START Material for this task

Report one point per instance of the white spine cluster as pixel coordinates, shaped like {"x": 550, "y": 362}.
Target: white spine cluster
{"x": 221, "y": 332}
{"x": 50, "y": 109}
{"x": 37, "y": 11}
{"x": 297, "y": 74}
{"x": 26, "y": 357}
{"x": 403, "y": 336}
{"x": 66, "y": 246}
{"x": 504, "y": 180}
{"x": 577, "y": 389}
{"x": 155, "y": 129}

END Material for this task

Description of the task: Repeat all the records without altering a single word.

Your solution:
Report one point per instance of the white spine cluster as pixel coordinates, shaped like {"x": 550, "y": 362}.
Target: white spine cluster
{"x": 221, "y": 332}
{"x": 50, "y": 109}
{"x": 37, "y": 11}
{"x": 297, "y": 74}
{"x": 26, "y": 357}
{"x": 403, "y": 336}
{"x": 66, "y": 246}
{"x": 504, "y": 180}
{"x": 577, "y": 389}
{"x": 155, "y": 129}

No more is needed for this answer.